START Records supplied

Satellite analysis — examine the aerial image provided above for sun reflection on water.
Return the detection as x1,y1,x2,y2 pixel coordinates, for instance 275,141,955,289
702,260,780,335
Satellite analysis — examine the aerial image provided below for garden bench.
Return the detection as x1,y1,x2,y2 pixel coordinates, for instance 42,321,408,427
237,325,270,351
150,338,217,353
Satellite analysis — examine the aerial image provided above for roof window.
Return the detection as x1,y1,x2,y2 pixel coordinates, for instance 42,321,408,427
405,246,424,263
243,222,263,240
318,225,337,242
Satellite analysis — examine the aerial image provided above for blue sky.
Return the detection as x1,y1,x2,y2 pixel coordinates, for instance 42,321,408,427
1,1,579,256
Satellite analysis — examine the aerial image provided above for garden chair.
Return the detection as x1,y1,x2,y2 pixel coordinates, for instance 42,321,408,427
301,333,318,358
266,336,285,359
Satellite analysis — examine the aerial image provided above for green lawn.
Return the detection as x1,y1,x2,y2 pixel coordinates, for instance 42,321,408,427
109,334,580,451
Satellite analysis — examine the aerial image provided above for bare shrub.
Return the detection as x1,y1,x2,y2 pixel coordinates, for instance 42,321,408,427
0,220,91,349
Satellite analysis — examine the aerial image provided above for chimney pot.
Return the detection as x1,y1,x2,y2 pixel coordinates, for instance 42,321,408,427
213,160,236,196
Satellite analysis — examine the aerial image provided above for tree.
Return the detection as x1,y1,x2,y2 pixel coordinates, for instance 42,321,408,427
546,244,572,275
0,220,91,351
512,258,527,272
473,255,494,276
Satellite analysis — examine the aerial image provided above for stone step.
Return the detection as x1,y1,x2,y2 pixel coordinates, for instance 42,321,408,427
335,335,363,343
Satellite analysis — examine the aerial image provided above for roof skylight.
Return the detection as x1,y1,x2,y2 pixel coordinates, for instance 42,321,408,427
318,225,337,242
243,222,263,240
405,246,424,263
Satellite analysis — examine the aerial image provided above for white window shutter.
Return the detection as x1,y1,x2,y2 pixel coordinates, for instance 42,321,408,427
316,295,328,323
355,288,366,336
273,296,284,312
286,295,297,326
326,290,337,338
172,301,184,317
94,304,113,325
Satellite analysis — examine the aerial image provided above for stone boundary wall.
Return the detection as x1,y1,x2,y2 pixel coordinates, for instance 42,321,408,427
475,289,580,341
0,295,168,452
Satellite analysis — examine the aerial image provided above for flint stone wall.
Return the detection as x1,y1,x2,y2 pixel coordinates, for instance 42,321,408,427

END Records supplied

Word for word, restate the lines of the data above that fall between the line holding "for roof skylight." and the line holding "stone boundary wall.", inclusive, and no other lines.

■ Response to this exercise:
Satellite analysis — examine the aerial image provided above for roof skylight.
Return the detection as x1,y1,x2,y2 pixel coordinates, for instance 42,321,408,427
318,225,337,242
243,222,263,240
405,246,424,263
Satellite analysis — examine the aerial image provided above for white window shutter.
Return the detection as x1,y1,x2,y2 pixel coordinates, for instance 42,321,408,427
316,295,328,323
355,288,366,336
273,296,284,312
286,295,297,326
326,290,337,338
172,301,184,317
94,304,113,325
Satellite analysis — examine the aerial image provided above for stone boundary wall.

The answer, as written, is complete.